Задание 1 -
В записях, начиная с первой строки и до строки с «xmin=372 ymin=110 xmax=397 ymax=120» включительно, переименуйте «Detection» в «Boxes». Приведите эти строки заново без прочих изменений и без изображений.
Задание 2 -
Напишите продолжение фрагмента о Чацком и Фамусове, начиная сразу после его последней строки.

Фрагмент -
▬▬▬▬▬▬
Смотрели бы, как делали отцы,
Учились бы, на старших глядя! -

раздался военный клик Фамусова. А кто эти старшие и «судьи»?

За дряхлостию лет
К свободной жизни их вражда непримирима, -

отвечает Чацкий и казнит -

Прошедшего житья подлейшие черты.

Образовались два лагеря, или, с одной стороны, целый лагерь Фамусовых и всей братии «отцов и старших», с другой - один пылкий и отважный боец, «враг исканий». Это борьба на жизнь и смерть, борьба за существование, как новейшие натуралисты определяют естественную смену поколений в животном мире. Фамусов хочет быть «тузом» - «есть на серебре и на золоте, ездить цугом, весь в орденах, быть богатым и видеть детей богатыми, в чинах, в орденах и с ключом» - и так без конца, и все это только за то, что он подписывает бумаги, не читая и боясь одного, «чтоб множество не накопилось их».

Чацкий рвется к «свободной жизни», «к занятиям» наукой и искусством и требует «службы делу, а не лицам» и т.д. На чьей стороне победа? Комедия дает Чацкому только «мильон терзаний » и оставляет, по-видимому, в том же положении Фамусова и его братию, в каком они были, ничего не говоря о последствиях борьбы.

Теперь нам известны эти последствия. Они обнаружились с появлением комедии, еще в рукописи, в свет - и как эпидемия охватила всю Россию.

Между тем интрига любви идет своим чередом, правильно, с тонкой психологической верностью, которая во всякой другой пьесе, лишенной прочих колоссальных грибоедовских красот, могла бы сделать автору имя.

255 -

Обморок Софьи при падении с лошади Молчалина, ее участие к нему, так неосторожно высказавшееся, новые сарказмы Чацкого на Молчалина - все это усложнило действие и образовало тут главный пункт, который назывался в пиитиках завязкою. Тут сосредоточился драматический интерес. Чацкий почти угадал истину.

Смятенье, обморок, поспешность, гнев, испуга!
▬▬▬▬▬▬
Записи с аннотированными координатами
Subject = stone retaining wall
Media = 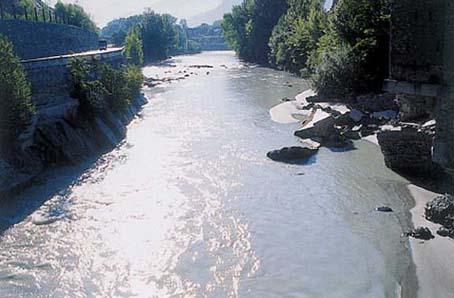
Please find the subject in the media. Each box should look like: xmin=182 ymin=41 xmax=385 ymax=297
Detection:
xmin=0 ymin=20 xmax=99 ymax=59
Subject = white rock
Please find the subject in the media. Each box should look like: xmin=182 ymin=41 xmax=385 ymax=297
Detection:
xmin=350 ymin=110 xmax=364 ymax=122
xmin=372 ymin=110 xmax=397 ymax=120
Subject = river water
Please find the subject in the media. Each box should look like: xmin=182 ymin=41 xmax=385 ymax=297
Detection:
xmin=0 ymin=52 xmax=412 ymax=298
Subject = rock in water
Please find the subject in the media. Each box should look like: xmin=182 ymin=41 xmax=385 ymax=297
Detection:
xmin=437 ymin=227 xmax=454 ymax=238
xmin=407 ymin=227 xmax=435 ymax=240
xmin=376 ymin=206 xmax=393 ymax=213
xmin=425 ymin=195 xmax=454 ymax=227
xmin=266 ymin=147 xmax=318 ymax=162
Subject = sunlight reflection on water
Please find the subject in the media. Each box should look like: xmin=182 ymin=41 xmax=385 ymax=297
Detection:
xmin=0 ymin=52 xmax=408 ymax=298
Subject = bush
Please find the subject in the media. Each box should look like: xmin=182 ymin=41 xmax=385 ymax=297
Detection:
xmin=125 ymin=28 xmax=143 ymax=65
xmin=0 ymin=36 xmax=35 ymax=151
xmin=70 ymin=59 xmax=143 ymax=117
xmin=69 ymin=59 xmax=107 ymax=117
xmin=54 ymin=1 xmax=99 ymax=33
xmin=311 ymin=43 xmax=364 ymax=100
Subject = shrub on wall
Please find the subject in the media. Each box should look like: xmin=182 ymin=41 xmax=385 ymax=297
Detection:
xmin=69 ymin=59 xmax=143 ymax=117
xmin=0 ymin=36 xmax=35 ymax=151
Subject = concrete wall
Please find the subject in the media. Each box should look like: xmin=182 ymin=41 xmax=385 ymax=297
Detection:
xmin=22 ymin=49 xmax=124 ymax=111
xmin=434 ymin=0 xmax=454 ymax=175
xmin=0 ymin=20 xmax=99 ymax=59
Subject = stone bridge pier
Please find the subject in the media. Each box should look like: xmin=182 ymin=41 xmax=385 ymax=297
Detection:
xmin=384 ymin=0 xmax=454 ymax=175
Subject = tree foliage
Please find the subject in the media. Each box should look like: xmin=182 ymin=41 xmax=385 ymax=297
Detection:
xmin=0 ymin=36 xmax=35 ymax=151
xmin=54 ymin=1 xmax=99 ymax=33
xmin=222 ymin=0 xmax=288 ymax=64
xmin=269 ymin=0 xmax=327 ymax=74
xmin=125 ymin=27 xmax=144 ymax=65
xmin=331 ymin=0 xmax=391 ymax=89
xmin=69 ymin=59 xmax=143 ymax=117
xmin=141 ymin=11 xmax=177 ymax=62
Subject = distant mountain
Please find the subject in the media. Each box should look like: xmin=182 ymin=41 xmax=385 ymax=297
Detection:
xmin=188 ymin=0 xmax=243 ymax=26
xmin=0 ymin=0 xmax=48 ymax=12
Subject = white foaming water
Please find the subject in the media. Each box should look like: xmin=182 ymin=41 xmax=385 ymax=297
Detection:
xmin=0 ymin=52 xmax=410 ymax=298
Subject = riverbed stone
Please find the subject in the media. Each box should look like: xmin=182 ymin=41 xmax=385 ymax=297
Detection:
xmin=377 ymin=206 xmax=394 ymax=213
xmin=377 ymin=127 xmax=436 ymax=176
xmin=407 ymin=227 xmax=435 ymax=240
xmin=425 ymin=194 xmax=454 ymax=227
xmin=267 ymin=146 xmax=318 ymax=162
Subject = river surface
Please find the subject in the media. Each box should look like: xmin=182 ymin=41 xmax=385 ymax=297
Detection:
xmin=0 ymin=52 xmax=411 ymax=298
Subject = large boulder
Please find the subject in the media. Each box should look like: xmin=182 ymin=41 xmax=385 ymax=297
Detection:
xmin=377 ymin=127 xmax=436 ymax=175
xmin=425 ymin=194 xmax=454 ymax=228
xmin=295 ymin=115 xmax=337 ymax=139
xmin=266 ymin=147 xmax=318 ymax=162
xmin=356 ymin=93 xmax=399 ymax=113
xmin=407 ymin=227 xmax=435 ymax=240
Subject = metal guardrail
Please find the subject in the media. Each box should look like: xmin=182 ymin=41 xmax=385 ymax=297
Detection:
xmin=0 ymin=3 xmax=70 ymax=24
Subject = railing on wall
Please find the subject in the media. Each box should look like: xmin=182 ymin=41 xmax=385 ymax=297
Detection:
xmin=0 ymin=3 xmax=70 ymax=24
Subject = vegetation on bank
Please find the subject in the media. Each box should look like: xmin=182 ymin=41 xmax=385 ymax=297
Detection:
xmin=0 ymin=36 xmax=35 ymax=152
xmin=101 ymin=10 xmax=231 ymax=65
xmin=0 ymin=0 xmax=99 ymax=33
xmin=221 ymin=0 xmax=288 ymax=64
xmin=69 ymin=59 xmax=143 ymax=118
xmin=222 ymin=0 xmax=390 ymax=99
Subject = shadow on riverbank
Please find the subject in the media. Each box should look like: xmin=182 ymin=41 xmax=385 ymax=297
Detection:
xmin=0 ymin=151 xmax=107 ymax=236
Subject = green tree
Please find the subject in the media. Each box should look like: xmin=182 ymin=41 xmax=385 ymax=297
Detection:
xmin=141 ymin=11 xmax=177 ymax=62
xmin=331 ymin=0 xmax=391 ymax=90
xmin=222 ymin=0 xmax=287 ymax=64
xmin=269 ymin=0 xmax=327 ymax=74
xmin=125 ymin=28 xmax=143 ymax=65
xmin=0 ymin=36 xmax=35 ymax=151
xmin=54 ymin=1 xmax=99 ymax=33
xmin=69 ymin=59 xmax=143 ymax=118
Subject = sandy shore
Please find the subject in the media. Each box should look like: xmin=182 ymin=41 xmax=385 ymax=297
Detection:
xmin=408 ymin=185 xmax=454 ymax=298
xmin=270 ymin=90 xmax=454 ymax=298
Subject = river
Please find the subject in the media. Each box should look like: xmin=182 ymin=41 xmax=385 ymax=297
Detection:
xmin=0 ymin=52 xmax=412 ymax=298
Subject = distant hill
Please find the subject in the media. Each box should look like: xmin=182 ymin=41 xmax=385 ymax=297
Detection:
xmin=0 ymin=0 xmax=49 ymax=13
xmin=188 ymin=0 xmax=243 ymax=26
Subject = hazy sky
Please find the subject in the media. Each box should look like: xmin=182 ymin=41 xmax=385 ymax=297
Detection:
xmin=47 ymin=0 xmax=234 ymax=26
xmin=46 ymin=0 xmax=332 ymax=27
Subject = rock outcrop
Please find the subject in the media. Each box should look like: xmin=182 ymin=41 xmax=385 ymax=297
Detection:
xmin=407 ymin=227 xmax=435 ymax=241
xmin=267 ymin=147 xmax=318 ymax=162
xmin=377 ymin=126 xmax=436 ymax=175
xmin=0 ymin=97 xmax=146 ymax=194
xmin=425 ymin=194 xmax=454 ymax=229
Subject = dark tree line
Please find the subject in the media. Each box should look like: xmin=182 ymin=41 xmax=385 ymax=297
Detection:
xmin=222 ymin=0 xmax=391 ymax=97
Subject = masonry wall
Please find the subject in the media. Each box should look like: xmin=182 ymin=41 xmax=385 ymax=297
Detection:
xmin=0 ymin=20 xmax=99 ymax=59
xmin=22 ymin=49 xmax=125 ymax=110
xmin=391 ymin=0 xmax=451 ymax=84
xmin=434 ymin=0 xmax=454 ymax=175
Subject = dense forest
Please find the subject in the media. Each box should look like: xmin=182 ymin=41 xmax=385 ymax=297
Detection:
xmin=222 ymin=0 xmax=390 ymax=98
xmin=101 ymin=14 xmax=226 ymax=64
xmin=0 ymin=0 xmax=99 ymax=32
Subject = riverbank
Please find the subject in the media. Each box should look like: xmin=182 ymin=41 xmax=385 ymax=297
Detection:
xmin=408 ymin=184 xmax=454 ymax=298
xmin=270 ymin=90 xmax=454 ymax=298
xmin=0 ymin=95 xmax=148 ymax=199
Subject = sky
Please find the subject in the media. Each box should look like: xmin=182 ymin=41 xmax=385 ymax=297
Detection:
xmin=46 ymin=0 xmax=332 ymax=27
xmin=47 ymin=0 xmax=242 ymax=27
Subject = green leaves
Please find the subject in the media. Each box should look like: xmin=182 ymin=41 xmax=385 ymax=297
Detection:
xmin=222 ymin=0 xmax=287 ymax=64
xmin=0 ymin=36 xmax=35 ymax=151
xmin=69 ymin=59 xmax=143 ymax=117
xmin=54 ymin=1 xmax=99 ymax=33
xmin=269 ymin=0 xmax=327 ymax=74
xmin=125 ymin=27 xmax=144 ymax=65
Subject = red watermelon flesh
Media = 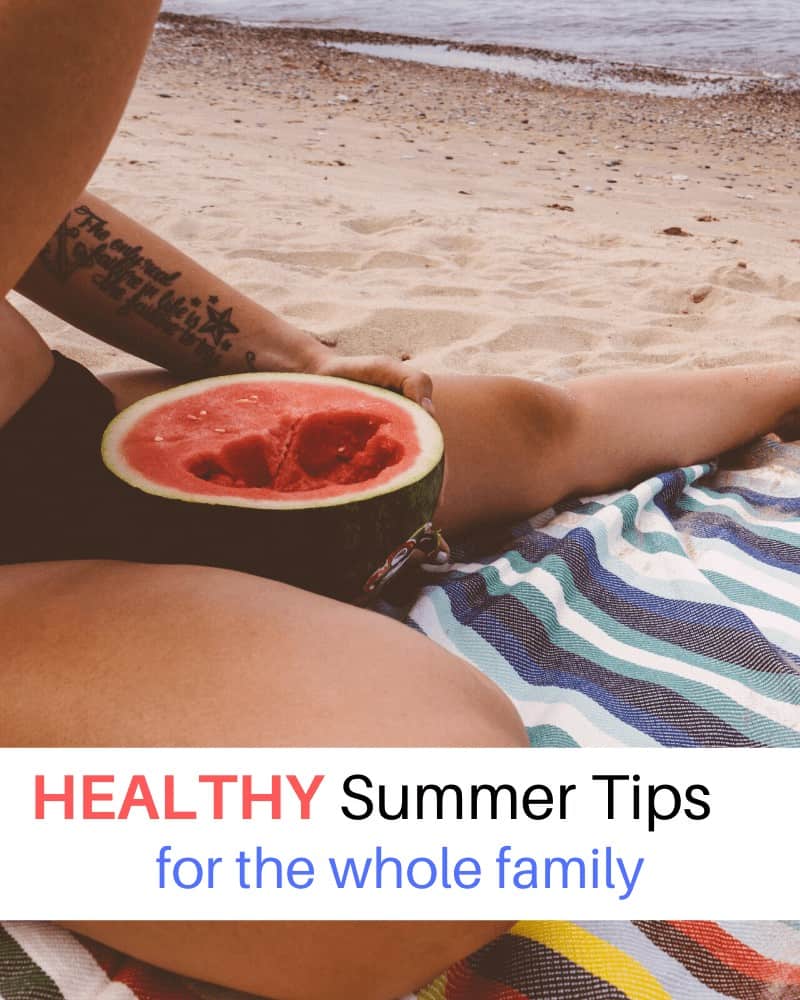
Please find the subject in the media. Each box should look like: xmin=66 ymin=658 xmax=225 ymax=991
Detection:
xmin=120 ymin=380 xmax=420 ymax=502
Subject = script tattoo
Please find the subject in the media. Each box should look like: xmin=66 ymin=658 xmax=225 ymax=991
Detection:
xmin=39 ymin=205 xmax=241 ymax=369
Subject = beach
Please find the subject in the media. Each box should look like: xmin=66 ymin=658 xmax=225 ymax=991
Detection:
xmin=18 ymin=16 xmax=800 ymax=381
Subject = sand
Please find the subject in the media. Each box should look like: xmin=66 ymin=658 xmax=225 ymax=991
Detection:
xmin=10 ymin=18 xmax=800 ymax=380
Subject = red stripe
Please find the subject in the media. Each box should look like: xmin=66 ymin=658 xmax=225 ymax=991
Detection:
xmin=444 ymin=962 xmax=530 ymax=1000
xmin=670 ymin=920 xmax=800 ymax=986
xmin=76 ymin=935 xmax=197 ymax=1000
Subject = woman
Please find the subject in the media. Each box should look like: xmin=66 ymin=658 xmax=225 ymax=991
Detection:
xmin=0 ymin=0 xmax=800 ymax=1000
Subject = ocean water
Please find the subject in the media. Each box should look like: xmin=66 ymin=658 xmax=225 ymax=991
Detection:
xmin=164 ymin=0 xmax=800 ymax=77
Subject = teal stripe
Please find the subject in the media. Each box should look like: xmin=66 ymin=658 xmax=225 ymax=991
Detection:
xmin=412 ymin=587 xmax=660 ymax=747
xmin=526 ymin=726 xmax=580 ymax=747
xmin=677 ymin=489 xmax=800 ymax=549
xmin=0 ymin=926 xmax=64 ymax=1000
xmin=706 ymin=570 xmax=800 ymax=628
xmin=488 ymin=551 xmax=800 ymax=707
xmin=482 ymin=556 xmax=800 ymax=746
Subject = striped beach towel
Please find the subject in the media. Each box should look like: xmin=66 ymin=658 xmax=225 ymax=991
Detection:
xmin=0 ymin=442 xmax=800 ymax=1000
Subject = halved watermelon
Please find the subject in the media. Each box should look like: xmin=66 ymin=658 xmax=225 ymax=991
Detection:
xmin=102 ymin=373 xmax=444 ymax=598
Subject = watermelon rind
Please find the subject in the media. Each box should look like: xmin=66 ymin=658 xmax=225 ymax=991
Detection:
xmin=102 ymin=373 xmax=444 ymax=600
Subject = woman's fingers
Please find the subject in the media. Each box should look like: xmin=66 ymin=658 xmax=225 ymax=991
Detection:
xmin=319 ymin=356 xmax=433 ymax=414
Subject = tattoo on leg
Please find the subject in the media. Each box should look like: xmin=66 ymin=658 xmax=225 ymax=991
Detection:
xmin=39 ymin=205 xmax=242 ymax=371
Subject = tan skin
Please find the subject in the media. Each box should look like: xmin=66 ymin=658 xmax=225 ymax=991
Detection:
xmin=0 ymin=0 xmax=800 ymax=1000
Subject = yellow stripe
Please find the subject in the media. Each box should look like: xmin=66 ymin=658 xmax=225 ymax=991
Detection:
xmin=511 ymin=920 xmax=671 ymax=1000
xmin=414 ymin=972 xmax=447 ymax=1000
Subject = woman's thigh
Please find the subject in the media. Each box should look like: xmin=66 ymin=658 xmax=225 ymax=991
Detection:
xmin=0 ymin=562 xmax=526 ymax=1000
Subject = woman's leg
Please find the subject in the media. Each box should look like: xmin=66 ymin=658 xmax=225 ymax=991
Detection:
xmin=0 ymin=562 xmax=527 ymax=1000
xmin=101 ymin=363 xmax=800 ymax=537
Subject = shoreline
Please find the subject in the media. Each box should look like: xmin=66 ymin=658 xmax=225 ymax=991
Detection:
xmin=15 ymin=6 xmax=800 ymax=381
xmin=159 ymin=12 xmax=800 ymax=97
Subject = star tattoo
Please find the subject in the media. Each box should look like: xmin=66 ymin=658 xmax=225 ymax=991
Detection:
xmin=197 ymin=306 xmax=239 ymax=347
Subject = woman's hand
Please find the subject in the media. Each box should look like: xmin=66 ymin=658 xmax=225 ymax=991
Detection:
xmin=308 ymin=351 xmax=433 ymax=415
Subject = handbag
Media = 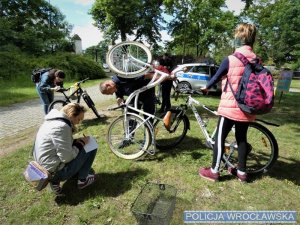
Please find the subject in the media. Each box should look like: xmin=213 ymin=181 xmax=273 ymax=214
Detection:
xmin=23 ymin=161 xmax=51 ymax=191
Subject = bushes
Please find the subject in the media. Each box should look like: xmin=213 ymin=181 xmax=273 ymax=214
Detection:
xmin=0 ymin=51 xmax=105 ymax=80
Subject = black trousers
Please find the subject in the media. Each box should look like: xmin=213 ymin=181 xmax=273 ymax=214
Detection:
xmin=211 ymin=116 xmax=249 ymax=172
xmin=160 ymin=80 xmax=173 ymax=111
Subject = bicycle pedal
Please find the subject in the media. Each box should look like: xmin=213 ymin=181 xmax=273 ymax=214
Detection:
xmin=205 ymin=141 xmax=214 ymax=149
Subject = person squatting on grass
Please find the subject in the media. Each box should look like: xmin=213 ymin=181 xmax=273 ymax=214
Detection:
xmin=33 ymin=103 xmax=97 ymax=195
xmin=154 ymin=54 xmax=173 ymax=112
xmin=36 ymin=69 xmax=65 ymax=115
xmin=199 ymin=23 xmax=257 ymax=182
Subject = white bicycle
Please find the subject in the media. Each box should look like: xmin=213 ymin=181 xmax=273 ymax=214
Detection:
xmin=107 ymin=42 xmax=278 ymax=174
xmin=106 ymin=42 xmax=180 ymax=159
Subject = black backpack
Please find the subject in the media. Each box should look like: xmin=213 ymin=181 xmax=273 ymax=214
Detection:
xmin=31 ymin=68 xmax=52 ymax=83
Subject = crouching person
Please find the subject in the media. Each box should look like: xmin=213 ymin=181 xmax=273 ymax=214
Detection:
xmin=33 ymin=103 xmax=97 ymax=195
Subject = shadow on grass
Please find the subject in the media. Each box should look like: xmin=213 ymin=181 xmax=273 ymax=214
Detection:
xmin=81 ymin=114 xmax=110 ymax=129
xmin=220 ymin=157 xmax=300 ymax=186
xmin=55 ymin=169 xmax=148 ymax=205
xmin=267 ymin=157 xmax=300 ymax=186
xmin=138 ymin=136 xmax=210 ymax=162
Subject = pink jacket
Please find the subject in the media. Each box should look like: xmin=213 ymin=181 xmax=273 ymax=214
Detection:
xmin=218 ymin=45 xmax=256 ymax=122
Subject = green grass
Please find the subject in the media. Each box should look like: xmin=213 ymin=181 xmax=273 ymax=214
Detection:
xmin=0 ymin=89 xmax=300 ymax=225
xmin=0 ymin=77 xmax=108 ymax=106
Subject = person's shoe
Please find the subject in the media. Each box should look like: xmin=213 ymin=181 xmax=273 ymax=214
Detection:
xmin=50 ymin=182 xmax=62 ymax=195
xmin=77 ymin=174 xmax=96 ymax=189
xmin=228 ymin=167 xmax=248 ymax=182
xmin=199 ymin=167 xmax=220 ymax=182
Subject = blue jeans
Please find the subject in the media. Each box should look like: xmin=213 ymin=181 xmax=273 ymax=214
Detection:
xmin=51 ymin=149 xmax=97 ymax=182
xmin=36 ymin=87 xmax=54 ymax=115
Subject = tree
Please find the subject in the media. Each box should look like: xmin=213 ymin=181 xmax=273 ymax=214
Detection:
xmin=0 ymin=0 xmax=71 ymax=53
xmin=246 ymin=0 xmax=300 ymax=66
xmin=164 ymin=0 xmax=237 ymax=61
xmin=90 ymin=0 xmax=163 ymax=44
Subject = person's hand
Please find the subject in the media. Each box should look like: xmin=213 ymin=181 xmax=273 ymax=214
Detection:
xmin=200 ymin=87 xmax=209 ymax=95
xmin=51 ymin=86 xmax=60 ymax=91
xmin=117 ymin=98 xmax=124 ymax=105
xmin=167 ymin=73 xmax=177 ymax=81
xmin=77 ymin=136 xmax=90 ymax=146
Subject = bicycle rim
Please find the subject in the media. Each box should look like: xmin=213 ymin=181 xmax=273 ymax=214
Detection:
xmin=224 ymin=123 xmax=278 ymax=174
xmin=154 ymin=112 xmax=188 ymax=150
xmin=107 ymin=114 xmax=151 ymax=159
xmin=106 ymin=41 xmax=152 ymax=78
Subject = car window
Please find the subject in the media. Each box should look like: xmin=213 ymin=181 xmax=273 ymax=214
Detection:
xmin=190 ymin=66 xmax=209 ymax=74
xmin=210 ymin=66 xmax=218 ymax=76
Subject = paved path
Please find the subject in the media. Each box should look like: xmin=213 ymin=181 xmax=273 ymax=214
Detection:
xmin=0 ymin=85 xmax=113 ymax=141
xmin=0 ymin=85 xmax=300 ymax=141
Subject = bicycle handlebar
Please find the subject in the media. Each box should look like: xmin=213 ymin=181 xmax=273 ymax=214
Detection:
xmin=107 ymin=104 xmax=125 ymax=111
xmin=175 ymin=87 xmax=204 ymax=100
xmin=76 ymin=77 xmax=90 ymax=85
xmin=56 ymin=88 xmax=70 ymax=93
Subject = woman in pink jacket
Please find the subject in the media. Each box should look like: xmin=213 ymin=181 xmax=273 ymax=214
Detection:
xmin=199 ymin=23 xmax=256 ymax=182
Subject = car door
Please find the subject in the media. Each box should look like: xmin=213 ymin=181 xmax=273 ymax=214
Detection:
xmin=187 ymin=65 xmax=210 ymax=90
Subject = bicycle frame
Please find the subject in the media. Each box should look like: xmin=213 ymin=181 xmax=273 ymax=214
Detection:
xmin=117 ymin=57 xmax=169 ymax=155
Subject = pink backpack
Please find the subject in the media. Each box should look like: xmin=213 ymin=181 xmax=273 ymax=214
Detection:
xmin=228 ymin=52 xmax=274 ymax=114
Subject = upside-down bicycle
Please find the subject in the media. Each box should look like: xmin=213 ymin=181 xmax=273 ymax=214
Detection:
xmin=107 ymin=42 xmax=278 ymax=174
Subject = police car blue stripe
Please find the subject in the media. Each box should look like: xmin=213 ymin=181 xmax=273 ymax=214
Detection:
xmin=179 ymin=73 xmax=209 ymax=81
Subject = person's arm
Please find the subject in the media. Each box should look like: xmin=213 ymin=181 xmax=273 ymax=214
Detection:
xmin=38 ymin=72 xmax=60 ymax=91
xmin=52 ymin=124 xmax=79 ymax=163
xmin=201 ymin=57 xmax=229 ymax=92
xmin=112 ymin=75 xmax=127 ymax=105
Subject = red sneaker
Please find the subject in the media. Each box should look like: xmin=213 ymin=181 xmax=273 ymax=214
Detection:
xmin=228 ymin=167 xmax=248 ymax=182
xmin=199 ymin=167 xmax=220 ymax=182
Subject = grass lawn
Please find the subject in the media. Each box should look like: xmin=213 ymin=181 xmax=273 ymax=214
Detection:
xmin=0 ymin=83 xmax=300 ymax=225
xmin=0 ymin=77 xmax=108 ymax=106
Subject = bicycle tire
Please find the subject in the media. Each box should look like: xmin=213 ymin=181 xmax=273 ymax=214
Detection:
xmin=48 ymin=100 xmax=69 ymax=112
xmin=154 ymin=110 xmax=190 ymax=150
xmin=107 ymin=113 xmax=152 ymax=160
xmin=223 ymin=122 xmax=278 ymax=174
xmin=106 ymin=41 xmax=152 ymax=78
xmin=82 ymin=93 xmax=100 ymax=118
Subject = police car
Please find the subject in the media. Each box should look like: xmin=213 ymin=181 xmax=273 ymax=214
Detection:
xmin=172 ymin=63 xmax=221 ymax=92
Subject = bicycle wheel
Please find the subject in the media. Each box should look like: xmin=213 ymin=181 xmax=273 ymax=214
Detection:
xmin=49 ymin=100 xmax=69 ymax=112
xmin=82 ymin=93 xmax=100 ymax=118
xmin=106 ymin=41 xmax=152 ymax=78
xmin=107 ymin=114 xmax=152 ymax=159
xmin=154 ymin=110 xmax=190 ymax=150
xmin=223 ymin=122 xmax=278 ymax=174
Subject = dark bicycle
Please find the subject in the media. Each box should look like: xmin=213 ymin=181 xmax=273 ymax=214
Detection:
xmin=49 ymin=78 xmax=100 ymax=118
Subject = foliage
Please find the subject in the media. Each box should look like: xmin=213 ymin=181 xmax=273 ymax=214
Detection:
xmin=246 ymin=0 xmax=300 ymax=67
xmin=0 ymin=51 xmax=105 ymax=80
xmin=91 ymin=0 xmax=163 ymax=44
xmin=84 ymin=39 xmax=110 ymax=64
xmin=164 ymin=0 xmax=237 ymax=60
xmin=0 ymin=0 xmax=71 ymax=54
▬▬▬▬▬▬
Ответ на задание 1 -
Subject = stone retaining wall
Media = 
Please find the subject in the media. Each box should look like: xmin=182 ymin=41 xmax=385 ymax=297
Boxes:
xmin=0 ymin=20 xmax=99 ymax=59
Subject = white rock
Please find the subject in the media. Each box should look like: xmin=182 ymin=41 xmax=385 ymax=297
Boxes:
xmin=350 ymin=110 xmax=364 ymax=122
xmin=372 ymin=110 xmax=397 ymax=120

Ответ на задание 2 -
(по случаю падения с лошади Молчалина) -
Все это можно ощущать,
Когда лишаешься единственного друга, -

говорит он и уезжает в сильном волнении, в муках подозрений на двух соперников.

В третьем акте он раньше всех забирается на бал, с целью «вынудить признанье» у Софьи - и с дрожью нетерпенья приступает к делу прямо с вопросом: «Кого она любит?»

После уклончивого ответа она признается, что ей милее его «иные». Кажется, ясно. Он и сам видит это и даже говорит:

И я чего хочу, когда все решено?
Мне в петлю лезть, а ей смешно!

Однако лезет, как все влюбленные, несмотря на свой «ум», и уже слабеет перед ее равнодушием. Он бросает никуда не годное против счастливого соперника оружие - прямое нападение на него, и снисходит до притворства.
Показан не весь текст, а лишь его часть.